EXERCISE OBJECTIVE: Set out exactly every line of the entries below, starting at the line that holds "box: [81, 314, 117, 353]" and stopping after the line that holds "negative clicks: (106, 1)".

Stored records
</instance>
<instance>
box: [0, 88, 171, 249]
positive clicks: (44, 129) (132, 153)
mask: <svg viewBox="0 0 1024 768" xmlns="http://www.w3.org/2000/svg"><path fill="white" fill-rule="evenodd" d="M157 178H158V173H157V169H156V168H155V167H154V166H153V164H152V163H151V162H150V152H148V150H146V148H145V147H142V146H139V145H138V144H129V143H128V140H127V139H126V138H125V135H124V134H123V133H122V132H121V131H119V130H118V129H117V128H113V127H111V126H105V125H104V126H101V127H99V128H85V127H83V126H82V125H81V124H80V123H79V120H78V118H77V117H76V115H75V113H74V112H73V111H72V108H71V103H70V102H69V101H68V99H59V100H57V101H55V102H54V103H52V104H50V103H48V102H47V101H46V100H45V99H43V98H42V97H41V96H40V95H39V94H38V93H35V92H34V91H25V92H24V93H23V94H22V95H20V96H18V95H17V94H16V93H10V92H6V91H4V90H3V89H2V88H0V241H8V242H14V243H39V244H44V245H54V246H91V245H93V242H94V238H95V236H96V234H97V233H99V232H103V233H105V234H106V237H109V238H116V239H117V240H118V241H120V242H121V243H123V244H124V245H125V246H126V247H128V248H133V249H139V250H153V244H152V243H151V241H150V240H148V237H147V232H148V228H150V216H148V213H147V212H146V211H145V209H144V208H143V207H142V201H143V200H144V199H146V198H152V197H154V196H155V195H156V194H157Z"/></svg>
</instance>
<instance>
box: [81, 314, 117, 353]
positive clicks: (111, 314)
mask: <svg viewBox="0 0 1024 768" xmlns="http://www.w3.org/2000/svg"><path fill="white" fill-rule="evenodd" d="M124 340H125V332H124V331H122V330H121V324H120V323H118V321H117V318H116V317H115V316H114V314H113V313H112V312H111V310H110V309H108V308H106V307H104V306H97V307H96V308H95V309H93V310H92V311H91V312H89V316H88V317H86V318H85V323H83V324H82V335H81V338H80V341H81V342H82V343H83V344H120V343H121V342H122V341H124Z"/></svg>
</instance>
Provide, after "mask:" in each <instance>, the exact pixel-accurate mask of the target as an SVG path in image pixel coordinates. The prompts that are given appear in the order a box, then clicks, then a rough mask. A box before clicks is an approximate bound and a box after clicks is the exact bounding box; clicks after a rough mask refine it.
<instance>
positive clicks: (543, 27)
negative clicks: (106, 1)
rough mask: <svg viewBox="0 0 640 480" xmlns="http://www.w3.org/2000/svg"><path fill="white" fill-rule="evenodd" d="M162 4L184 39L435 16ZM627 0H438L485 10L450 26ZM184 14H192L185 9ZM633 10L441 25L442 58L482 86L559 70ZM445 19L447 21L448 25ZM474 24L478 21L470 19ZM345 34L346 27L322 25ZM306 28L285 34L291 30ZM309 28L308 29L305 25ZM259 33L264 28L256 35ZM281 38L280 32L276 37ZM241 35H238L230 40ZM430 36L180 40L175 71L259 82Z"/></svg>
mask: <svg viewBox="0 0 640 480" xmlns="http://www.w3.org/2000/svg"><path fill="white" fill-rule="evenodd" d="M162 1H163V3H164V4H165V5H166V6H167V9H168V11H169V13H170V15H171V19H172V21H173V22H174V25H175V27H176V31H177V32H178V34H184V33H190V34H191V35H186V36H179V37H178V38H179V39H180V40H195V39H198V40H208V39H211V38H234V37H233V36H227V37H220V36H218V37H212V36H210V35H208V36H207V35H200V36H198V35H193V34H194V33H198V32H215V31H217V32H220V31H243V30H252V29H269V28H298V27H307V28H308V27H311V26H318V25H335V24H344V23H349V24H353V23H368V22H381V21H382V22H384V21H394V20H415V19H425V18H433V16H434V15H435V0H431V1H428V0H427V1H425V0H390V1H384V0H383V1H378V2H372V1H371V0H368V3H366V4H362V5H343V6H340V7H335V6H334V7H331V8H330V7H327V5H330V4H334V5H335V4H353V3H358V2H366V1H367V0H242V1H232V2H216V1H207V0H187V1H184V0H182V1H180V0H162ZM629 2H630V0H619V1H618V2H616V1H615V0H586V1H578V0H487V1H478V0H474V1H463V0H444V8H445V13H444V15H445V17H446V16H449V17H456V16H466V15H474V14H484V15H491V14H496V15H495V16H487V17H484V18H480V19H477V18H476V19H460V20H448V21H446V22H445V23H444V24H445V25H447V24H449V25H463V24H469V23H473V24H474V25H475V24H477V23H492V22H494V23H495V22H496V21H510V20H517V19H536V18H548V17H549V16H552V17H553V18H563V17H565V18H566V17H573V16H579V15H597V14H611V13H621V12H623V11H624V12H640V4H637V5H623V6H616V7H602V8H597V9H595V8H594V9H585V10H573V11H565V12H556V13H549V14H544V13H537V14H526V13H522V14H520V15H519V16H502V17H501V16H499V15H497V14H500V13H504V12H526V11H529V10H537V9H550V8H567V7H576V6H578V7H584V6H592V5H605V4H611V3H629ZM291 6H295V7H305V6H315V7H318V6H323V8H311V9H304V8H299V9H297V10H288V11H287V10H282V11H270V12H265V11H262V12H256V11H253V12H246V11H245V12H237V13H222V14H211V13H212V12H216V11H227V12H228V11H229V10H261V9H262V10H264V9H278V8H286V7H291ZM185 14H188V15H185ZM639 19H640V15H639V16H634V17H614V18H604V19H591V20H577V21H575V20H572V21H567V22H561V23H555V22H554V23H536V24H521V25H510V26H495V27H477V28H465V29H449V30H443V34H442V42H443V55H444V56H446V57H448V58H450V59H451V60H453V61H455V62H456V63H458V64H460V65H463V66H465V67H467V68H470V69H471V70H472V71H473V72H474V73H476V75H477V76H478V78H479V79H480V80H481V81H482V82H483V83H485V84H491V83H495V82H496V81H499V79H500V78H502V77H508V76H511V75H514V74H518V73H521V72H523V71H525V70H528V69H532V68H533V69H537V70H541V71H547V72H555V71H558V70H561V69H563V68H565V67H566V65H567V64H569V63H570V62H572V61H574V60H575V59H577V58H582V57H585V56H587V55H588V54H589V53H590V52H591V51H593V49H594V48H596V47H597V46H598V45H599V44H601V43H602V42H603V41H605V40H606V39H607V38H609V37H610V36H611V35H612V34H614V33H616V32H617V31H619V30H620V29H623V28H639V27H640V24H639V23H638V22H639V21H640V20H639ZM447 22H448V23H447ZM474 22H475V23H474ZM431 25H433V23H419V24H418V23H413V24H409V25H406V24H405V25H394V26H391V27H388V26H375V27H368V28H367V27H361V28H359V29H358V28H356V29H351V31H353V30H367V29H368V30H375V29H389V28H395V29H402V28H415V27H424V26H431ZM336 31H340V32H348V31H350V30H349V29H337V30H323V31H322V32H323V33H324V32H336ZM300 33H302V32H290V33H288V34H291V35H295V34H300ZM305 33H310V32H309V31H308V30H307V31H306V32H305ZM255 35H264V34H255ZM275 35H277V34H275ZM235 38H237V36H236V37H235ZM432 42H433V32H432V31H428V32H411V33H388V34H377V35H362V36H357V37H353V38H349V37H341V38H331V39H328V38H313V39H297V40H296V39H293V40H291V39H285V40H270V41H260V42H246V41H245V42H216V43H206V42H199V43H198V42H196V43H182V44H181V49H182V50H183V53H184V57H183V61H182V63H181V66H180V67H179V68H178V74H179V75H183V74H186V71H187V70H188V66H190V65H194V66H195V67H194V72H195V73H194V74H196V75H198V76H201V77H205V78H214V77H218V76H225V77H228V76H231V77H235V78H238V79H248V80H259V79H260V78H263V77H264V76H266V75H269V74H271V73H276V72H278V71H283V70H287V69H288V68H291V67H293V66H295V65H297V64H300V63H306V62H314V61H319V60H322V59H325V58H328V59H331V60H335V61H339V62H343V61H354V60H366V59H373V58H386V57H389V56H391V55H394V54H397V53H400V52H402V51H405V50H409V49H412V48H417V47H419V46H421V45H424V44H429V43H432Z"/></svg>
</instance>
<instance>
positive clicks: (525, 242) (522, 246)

RESPONSE BOX:
box: [81, 314, 117, 353]
positive clicks: (111, 314)
mask: <svg viewBox="0 0 1024 768" xmlns="http://www.w3.org/2000/svg"><path fill="white" fill-rule="evenodd" d="M124 340H125V332H124V331H122V330H121V324H120V323H118V321H117V318H116V317H115V316H114V314H113V313H112V312H111V310H110V309H108V308H106V307H104V306H97V307H96V308H95V309H93V310H92V311H91V312H89V316H88V317H86V318H85V323H83V324H82V335H81V338H80V341H81V342H82V343H83V344H120V343H121V342H122V341H124Z"/></svg>
</instance>
Provide, after "mask:" in each <instance>, the exact pixel-accurate mask of the target as an SVG path in image pixel coordinates. The prompts that are given appear in the order a box, then clicks, then a rough mask. A box before clicks is an approximate bound and a box after clicks is the exact bounding box; clicks after a rough mask refine it.
<instance>
positive clicks: (543, 27)
negative clicks: (106, 1)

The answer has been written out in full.